> WHAT YOU SHOULD DO
Copy out each line exactly; pictures stay out of the copy.

> TASK INPUT
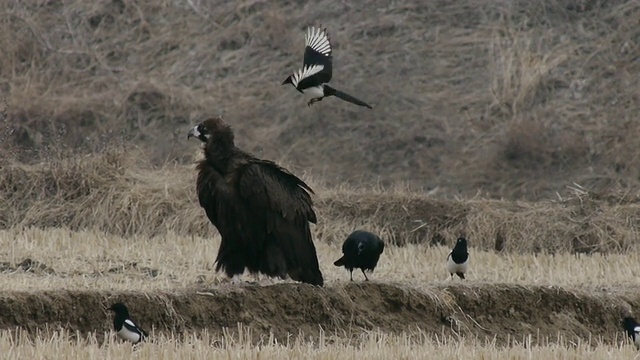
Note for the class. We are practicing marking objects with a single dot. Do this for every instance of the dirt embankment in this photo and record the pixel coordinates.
(503, 312)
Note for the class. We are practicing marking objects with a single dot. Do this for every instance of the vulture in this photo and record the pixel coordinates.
(458, 259)
(362, 250)
(262, 211)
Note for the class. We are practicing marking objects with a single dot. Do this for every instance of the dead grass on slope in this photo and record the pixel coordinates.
(120, 193)
(514, 98)
(37, 260)
(373, 345)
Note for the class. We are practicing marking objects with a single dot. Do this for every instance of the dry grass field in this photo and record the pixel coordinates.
(512, 123)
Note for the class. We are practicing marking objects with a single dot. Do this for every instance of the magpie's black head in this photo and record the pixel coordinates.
(119, 308)
(287, 81)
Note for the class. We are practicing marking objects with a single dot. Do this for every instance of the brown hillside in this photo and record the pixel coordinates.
(517, 98)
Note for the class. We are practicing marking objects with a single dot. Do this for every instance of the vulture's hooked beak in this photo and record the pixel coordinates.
(192, 133)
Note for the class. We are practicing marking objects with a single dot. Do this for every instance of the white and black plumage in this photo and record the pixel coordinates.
(317, 69)
(361, 250)
(125, 328)
(633, 330)
(458, 259)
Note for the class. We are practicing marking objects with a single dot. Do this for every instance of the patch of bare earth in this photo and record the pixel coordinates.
(487, 311)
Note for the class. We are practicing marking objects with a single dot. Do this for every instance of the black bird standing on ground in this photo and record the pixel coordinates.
(317, 70)
(125, 328)
(361, 250)
(261, 210)
(633, 330)
(458, 259)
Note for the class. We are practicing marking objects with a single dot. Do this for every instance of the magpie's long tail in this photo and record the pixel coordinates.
(344, 96)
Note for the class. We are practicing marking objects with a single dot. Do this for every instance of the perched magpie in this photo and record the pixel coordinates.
(316, 70)
(125, 328)
(633, 330)
(458, 259)
(361, 250)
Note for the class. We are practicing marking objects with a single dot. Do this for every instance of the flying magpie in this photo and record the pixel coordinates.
(458, 259)
(633, 330)
(125, 328)
(362, 250)
(316, 70)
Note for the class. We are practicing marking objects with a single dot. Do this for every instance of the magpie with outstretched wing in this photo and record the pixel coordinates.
(316, 71)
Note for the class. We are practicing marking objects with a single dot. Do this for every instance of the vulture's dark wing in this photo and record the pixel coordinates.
(281, 202)
(224, 210)
(317, 51)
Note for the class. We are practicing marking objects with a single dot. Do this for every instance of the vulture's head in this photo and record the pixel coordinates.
(212, 128)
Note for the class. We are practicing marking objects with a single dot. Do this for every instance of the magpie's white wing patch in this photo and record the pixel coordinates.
(318, 40)
(129, 332)
(130, 323)
(305, 72)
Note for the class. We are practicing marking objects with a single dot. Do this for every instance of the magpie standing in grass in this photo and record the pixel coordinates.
(633, 330)
(316, 70)
(361, 250)
(458, 259)
(125, 328)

> RESPONSE TO THE EXERCISE
Note for the class. We are practicing marking objects with a single dot. Do this for every instance of the dirt embankment in this photo and record the pixel coordinates.
(503, 312)
Note for the class. We are practicing marking objects with a single dot. Do this for every instance of the vulture in this photo and record the pixel coordinates.
(458, 259)
(362, 250)
(262, 211)
Note for the class. We are practicing marking objects with a single dot. Do this for every instance of the dead grass on slope in this photo and record the pixel coordinates.
(120, 193)
(514, 98)
(37, 260)
(373, 345)
Note for the class. We are practicing marking objects with a single dot. Do this for every instance of the dry grass field in this photo and record the pixel coordinates.
(512, 123)
Note for the class. We are practicing marking objects with a single dot. Do this for every instance of the magpie's black head in this photo and record the pixel coordinates.
(119, 308)
(287, 81)
Note for the class. We are practicing marking objects with a single dot. Do this for every instance of the brown hillside in this photo and record the pixel coordinates.
(517, 98)
Note for the class. We are practicing marking objects with a single dot. Do this for every instance of the vulture's hooked beak in this photo and record the pixel coordinates.
(192, 133)
Note for the class. We are practicing marking objects with a single dot. Do this for every instance of the white and black plumage in this photo and record the pixel coordinates.
(317, 69)
(361, 250)
(125, 328)
(633, 330)
(458, 259)
Note for the class. We are practicing marking objects with a single dot. Do this for every instance of the patch of bare earth in this photo and record the pixel coordinates.
(487, 311)
Note for the class. We are practicing marking objects with a single dot. Do this for every instance of the black bird standing on ground in this photo and record the pixel coordinates.
(317, 70)
(125, 328)
(361, 250)
(261, 210)
(633, 330)
(458, 259)
Note for the class. We are practicing marking objects with a single dot. Do this for every instance of the magpie's long tail in this photo and record the pixel coordinates.
(344, 96)
Note for the class. We are practicing marking objects with a single dot. Do this for every instance of the perched magpie in this photo and record the pixel coordinates.
(316, 70)
(125, 328)
(633, 330)
(458, 259)
(361, 250)
Note for the class. We are practicing marking objects with a single dot. Do this for every instance of the flying magpie in this photo and record the pixel coordinates.
(458, 259)
(633, 330)
(125, 328)
(362, 250)
(316, 70)
Note for the class. We are practicing marking objects with a single dot. Do this for every instance of the magpie with outstretched wing in this photo and record the pixel coordinates.
(316, 71)
Note for the class. We are practicing marking objects with a single dot. Do this for every instance of the vulture's dark wing in this photo and record the pixel coordinates.
(281, 202)
(224, 210)
(317, 51)
Note for the class. We are practicing marking objects with a single dot. Do this for every instance of the vulture's head in this photo and record the pixel coordinates.
(212, 128)
Note for the class. We are practicing marking objects with a single dot. Do this for every instance of the magpie's white wing patch in this photo and record the pixel coordinates.
(318, 40)
(129, 332)
(130, 323)
(305, 72)
Note for the class. We are practicing marking objects with a single dot. Do this for every instance of the magpie standing in grass in this photo and record the pixel coordinates.
(633, 330)
(316, 70)
(361, 250)
(458, 259)
(125, 328)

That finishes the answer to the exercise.